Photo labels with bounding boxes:
* * * * * * *

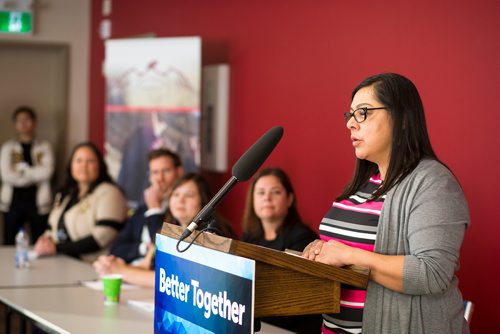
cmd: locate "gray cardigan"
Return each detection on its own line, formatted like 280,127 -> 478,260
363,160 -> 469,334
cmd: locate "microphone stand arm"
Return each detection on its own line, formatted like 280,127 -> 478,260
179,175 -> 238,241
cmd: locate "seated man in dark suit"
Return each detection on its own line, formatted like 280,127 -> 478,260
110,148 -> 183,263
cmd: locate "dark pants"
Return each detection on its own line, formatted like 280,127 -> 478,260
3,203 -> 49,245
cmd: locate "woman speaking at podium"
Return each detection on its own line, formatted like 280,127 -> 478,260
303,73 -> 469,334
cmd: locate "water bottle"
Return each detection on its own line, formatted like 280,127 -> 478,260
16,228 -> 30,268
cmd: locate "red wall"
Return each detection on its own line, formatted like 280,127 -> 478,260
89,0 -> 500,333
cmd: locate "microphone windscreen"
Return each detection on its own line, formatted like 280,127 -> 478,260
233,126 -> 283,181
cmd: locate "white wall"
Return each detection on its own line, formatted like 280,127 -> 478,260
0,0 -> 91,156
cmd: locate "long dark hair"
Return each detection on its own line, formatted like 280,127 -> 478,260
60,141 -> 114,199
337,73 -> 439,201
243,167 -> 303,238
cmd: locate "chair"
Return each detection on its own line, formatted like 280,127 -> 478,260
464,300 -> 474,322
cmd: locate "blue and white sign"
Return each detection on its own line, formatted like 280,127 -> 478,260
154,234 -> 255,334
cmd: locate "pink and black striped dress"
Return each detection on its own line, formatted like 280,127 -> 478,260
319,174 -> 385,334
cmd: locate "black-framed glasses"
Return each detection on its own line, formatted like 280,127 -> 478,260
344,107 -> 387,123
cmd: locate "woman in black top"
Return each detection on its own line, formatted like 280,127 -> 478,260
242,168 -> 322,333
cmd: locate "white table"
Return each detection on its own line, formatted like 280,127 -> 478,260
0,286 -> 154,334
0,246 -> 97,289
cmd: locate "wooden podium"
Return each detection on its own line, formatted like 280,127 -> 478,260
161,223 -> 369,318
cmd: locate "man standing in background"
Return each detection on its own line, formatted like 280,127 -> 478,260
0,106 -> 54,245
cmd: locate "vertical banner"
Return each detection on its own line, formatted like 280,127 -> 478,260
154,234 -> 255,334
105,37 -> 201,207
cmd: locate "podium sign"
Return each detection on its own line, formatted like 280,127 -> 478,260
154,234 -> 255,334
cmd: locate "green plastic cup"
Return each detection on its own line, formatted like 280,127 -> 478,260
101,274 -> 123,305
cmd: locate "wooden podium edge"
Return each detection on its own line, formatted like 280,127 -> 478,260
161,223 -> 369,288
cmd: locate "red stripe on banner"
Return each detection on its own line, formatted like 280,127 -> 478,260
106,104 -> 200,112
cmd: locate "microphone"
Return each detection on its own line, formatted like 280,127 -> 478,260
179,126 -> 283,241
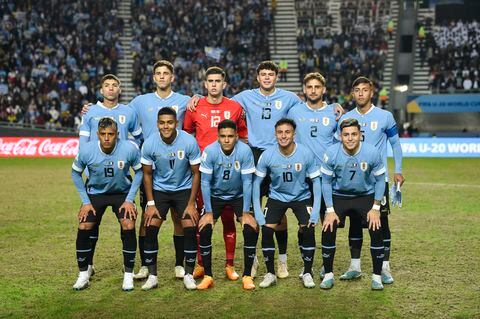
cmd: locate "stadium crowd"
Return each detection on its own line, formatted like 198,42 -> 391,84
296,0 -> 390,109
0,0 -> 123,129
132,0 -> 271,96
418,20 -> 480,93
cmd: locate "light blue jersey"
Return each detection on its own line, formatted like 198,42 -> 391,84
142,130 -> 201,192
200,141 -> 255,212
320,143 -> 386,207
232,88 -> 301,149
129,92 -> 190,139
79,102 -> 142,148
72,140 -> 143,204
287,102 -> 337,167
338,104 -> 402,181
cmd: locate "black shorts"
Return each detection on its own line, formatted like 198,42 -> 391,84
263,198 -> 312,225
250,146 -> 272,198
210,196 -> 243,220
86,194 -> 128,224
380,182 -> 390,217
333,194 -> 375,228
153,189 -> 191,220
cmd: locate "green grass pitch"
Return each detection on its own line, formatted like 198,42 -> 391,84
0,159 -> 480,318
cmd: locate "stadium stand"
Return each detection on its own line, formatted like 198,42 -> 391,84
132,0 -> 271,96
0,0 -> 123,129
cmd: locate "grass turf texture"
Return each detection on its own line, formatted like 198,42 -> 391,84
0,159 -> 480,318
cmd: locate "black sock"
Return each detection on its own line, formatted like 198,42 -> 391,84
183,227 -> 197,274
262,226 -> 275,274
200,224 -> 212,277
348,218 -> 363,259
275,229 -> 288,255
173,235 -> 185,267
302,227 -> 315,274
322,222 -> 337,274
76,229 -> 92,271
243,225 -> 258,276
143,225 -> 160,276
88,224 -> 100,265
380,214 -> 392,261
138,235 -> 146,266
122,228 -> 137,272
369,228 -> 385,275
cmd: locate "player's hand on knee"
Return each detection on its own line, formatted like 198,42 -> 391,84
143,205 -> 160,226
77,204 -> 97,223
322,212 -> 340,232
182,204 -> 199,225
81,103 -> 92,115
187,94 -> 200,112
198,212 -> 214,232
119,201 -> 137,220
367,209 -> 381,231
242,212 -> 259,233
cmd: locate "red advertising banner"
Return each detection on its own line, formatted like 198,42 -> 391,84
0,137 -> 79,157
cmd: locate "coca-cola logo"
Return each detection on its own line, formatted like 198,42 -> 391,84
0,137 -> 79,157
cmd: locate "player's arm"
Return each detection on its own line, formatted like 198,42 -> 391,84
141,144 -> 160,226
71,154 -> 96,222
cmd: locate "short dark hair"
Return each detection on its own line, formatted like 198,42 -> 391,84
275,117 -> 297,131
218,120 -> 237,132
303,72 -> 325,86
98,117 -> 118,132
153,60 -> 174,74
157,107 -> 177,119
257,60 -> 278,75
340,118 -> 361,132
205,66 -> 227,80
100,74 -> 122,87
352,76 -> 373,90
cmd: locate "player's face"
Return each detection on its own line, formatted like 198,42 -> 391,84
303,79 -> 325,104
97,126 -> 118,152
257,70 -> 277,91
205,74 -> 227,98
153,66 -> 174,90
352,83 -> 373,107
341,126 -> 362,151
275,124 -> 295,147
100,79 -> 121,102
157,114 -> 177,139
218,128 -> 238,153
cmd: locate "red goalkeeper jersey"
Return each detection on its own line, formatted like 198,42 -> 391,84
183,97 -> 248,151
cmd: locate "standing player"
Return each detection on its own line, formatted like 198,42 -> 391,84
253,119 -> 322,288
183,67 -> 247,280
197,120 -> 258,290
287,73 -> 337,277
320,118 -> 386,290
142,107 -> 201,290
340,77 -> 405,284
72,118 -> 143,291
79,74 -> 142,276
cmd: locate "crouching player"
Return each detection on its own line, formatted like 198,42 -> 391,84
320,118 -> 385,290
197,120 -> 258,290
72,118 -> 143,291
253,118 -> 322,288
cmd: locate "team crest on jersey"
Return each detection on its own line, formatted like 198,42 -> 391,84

* * * * * * *

Instructions for the task = Shift every box coordinate by -138 in the data starting at the line that contains "man in dark" and ending at the line that contains "303,73 -> 469,334". Write out only those lines, each one in full, with the shifted values.

Written answer =
cmd: locate "seated man in dark suit"
Return each detection on its own line, formatted like 280,127 -> 478,260
-28,10 -> 45,125
cmd: locate "dark pants"
Return each detection on its own line, formatted like 280,127 -> 478,260
-135,65 -> -89,107
cmd: locate "woman speaking at podium"
Return each detection on its own line, formatted like 280,127 -> 478,260
165,-65 -> 331,196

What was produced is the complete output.